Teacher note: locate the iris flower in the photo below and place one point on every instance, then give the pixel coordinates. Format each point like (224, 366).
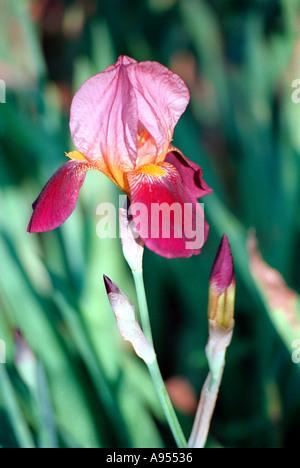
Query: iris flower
(122, 122)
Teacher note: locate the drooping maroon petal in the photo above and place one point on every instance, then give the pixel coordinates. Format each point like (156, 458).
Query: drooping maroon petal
(58, 199)
(191, 173)
(169, 220)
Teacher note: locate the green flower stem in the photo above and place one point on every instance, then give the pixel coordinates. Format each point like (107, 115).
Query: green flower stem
(143, 305)
(207, 404)
(218, 342)
(153, 366)
(167, 405)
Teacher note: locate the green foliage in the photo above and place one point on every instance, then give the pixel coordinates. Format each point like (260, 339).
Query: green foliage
(239, 60)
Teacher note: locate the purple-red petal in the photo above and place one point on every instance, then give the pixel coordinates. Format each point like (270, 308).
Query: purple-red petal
(58, 199)
(180, 234)
(191, 173)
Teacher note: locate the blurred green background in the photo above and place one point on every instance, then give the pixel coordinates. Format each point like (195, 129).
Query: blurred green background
(85, 387)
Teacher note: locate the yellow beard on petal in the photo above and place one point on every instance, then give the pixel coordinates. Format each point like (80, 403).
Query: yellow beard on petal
(154, 170)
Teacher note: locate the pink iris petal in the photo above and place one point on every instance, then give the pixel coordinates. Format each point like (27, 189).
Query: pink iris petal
(104, 121)
(58, 199)
(179, 234)
(162, 97)
(191, 173)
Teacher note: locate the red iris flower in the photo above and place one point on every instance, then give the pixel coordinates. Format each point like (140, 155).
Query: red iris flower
(122, 123)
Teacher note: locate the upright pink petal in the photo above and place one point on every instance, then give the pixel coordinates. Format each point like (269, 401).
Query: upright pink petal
(162, 97)
(168, 218)
(104, 119)
(58, 199)
(191, 173)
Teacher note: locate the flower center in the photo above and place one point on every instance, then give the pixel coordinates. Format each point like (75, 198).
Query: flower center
(153, 170)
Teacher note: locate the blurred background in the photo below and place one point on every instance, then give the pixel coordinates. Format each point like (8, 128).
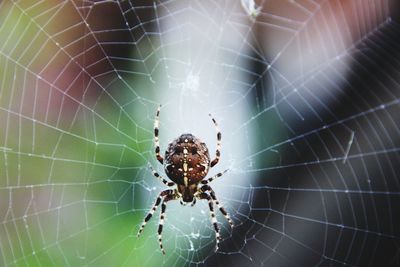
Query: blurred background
(307, 96)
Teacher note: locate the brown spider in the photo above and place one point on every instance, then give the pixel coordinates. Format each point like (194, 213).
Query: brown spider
(186, 163)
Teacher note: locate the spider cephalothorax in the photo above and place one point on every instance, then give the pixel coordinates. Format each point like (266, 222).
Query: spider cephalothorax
(187, 162)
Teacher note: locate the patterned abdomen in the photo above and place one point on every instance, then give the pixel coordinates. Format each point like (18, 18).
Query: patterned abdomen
(187, 160)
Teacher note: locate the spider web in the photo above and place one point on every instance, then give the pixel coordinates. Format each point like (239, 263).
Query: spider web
(306, 95)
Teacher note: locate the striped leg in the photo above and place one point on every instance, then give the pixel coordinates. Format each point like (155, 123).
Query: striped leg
(160, 225)
(221, 209)
(213, 218)
(162, 195)
(156, 139)
(217, 152)
(209, 180)
(160, 177)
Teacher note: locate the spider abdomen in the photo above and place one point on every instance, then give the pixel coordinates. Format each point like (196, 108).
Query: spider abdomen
(187, 160)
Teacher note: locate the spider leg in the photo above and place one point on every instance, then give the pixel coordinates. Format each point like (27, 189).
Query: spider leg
(217, 152)
(220, 207)
(156, 174)
(209, 180)
(162, 195)
(213, 218)
(162, 217)
(156, 139)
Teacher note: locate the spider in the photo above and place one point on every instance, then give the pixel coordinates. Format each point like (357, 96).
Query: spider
(186, 163)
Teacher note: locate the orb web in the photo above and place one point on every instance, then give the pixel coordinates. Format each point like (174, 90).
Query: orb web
(306, 94)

- WHAT IS ASKED: Exclude the pictures, and transcribe all of the material exactly.

- CORRECT RESPONSE:
Teacher note: locate the iris flower in the photo below and place one point on every instance, then give the pixel coordinates. Format each point like (224, 366).
Query: iris flower
(122, 122)
Teacher note: locate the drooping maroon petal in the photo above and place one point on every instance, then give the pixel coordinates. Format each point like (156, 458).
Query: drooping maroon petal
(58, 199)
(191, 173)
(169, 220)
Teacher note: locate the green flower stem in the photo above and place one point on every instance, then give the pixel coordinates. Format each point like (107, 115).
Query: green flower stem
(143, 305)
(207, 404)
(218, 342)
(153, 366)
(167, 405)
Teacher note: locate the green foliage in the photo above and place one point on every instance, then give the pixel coordinates. Format each point like (260, 339).
Query: green foliage
(239, 60)
Teacher note: locate the purple-red petal in the photo above and place one point on every instance, then give the pixel coordinates. Format each point like (270, 308).
Query: purple-red petal
(58, 199)
(180, 234)
(191, 173)
Teacher note: locate the blurred green background in the photo above and place one point on every instance, then give the pixel coordinates. Format each point like (195, 129).
Query: blurred green background
(85, 387)
Teacher note: locate the yellow beard on petal in the photo above and place one point on every instance, then give the pixel coordinates. Format each point like (80, 403).
Query: yellow beard on petal
(154, 170)
Teacher note: locate the pink iris petal in the photo above and place one point on every instance, then give the pixel coordinates. Format each point like (27, 189).
Query: pink iris petal
(104, 121)
(58, 199)
(179, 234)
(162, 97)
(191, 173)
Teacher note: locate the red iris flower in the photo above and place one point on every instance, then give the pixel coordinates. Format each point like (140, 155).
Query: red iris flower
(122, 123)
Teacher note: locate the upright pink petal in the photo above and place one point on every instance, then give the pixel coordinates. Format each point like (269, 401).
Query: upright pink petal
(162, 97)
(168, 218)
(104, 119)
(58, 199)
(191, 173)
Teacher note: locate the flower center in the photo above and place one point on every instance, then give the pixel coordinates. Format each point like (75, 198).
Query: flower center
(153, 170)
Teacher note: locate the blurred background in the photo below and place one point on every instance, then give the pixel coordinates. Format each point like (8, 128).
Query: blurred background
(307, 96)
Teacher note: locate the brown spider in the photo above and place one point on every instance, then give the pixel coordinates. Format each point like (194, 213).
Query: brown spider
(186, 163)
Teacher note: locate the spider cephalothorax in the photo above and place one point on every instance, then give the pixel coordinates. Format each point like (266, 222).
Query: spider cephalothorax
(187, 162)
Teacher note: locate the patterned abdomen in the photo above and place one point on every instance, then give the pixel coordinates. Format each point like (18, 18).
Query: patterned abdomen
(187, 160)
Teacher note: locate the spider web in the photo above and place one point on every instance, then give the pixel coordinates. Format each point like (239, 263).
Query: spider web
(306, 95)
Teacher note: locate the striped leg in the photo above and place one point on every instance, then give the pixel coordinates. Format each point like (155, 123).
Query: striped leg
(160, 225)
(221, 209)
(213, 218)
(162, 195)
(156, 139)
(217, 152)
(209, 180)
(160, 177)
Teacher note: locate the spider abdomen in the photo above and place one point on every instance, then give the pixel coordinates. Format each point like (196, 108).
Query: spider abdomen
(187, 160)
Teacher note: locate the spider leg in the photo above and place one point on every instance, then give the pixel coordinates. Format each point like (27, 189).
Query: spider leg
(217, 152)
(220, 207)
(156, 174)
(209, 180)
(162, 195)
(213, 218)
(162, 217)
(156, 139)
Teacher note: locate the spider in the photo above and place one point on every instance, then give the pixel coordinates. Format each point like (357, 96).
Query: spider
(186, 163)
Teacher note: locate the orb web in the photo above and place one point on every instance, then give the pixel coordinates. Format each point like (174, 90).
Query: orb web
(306, 94)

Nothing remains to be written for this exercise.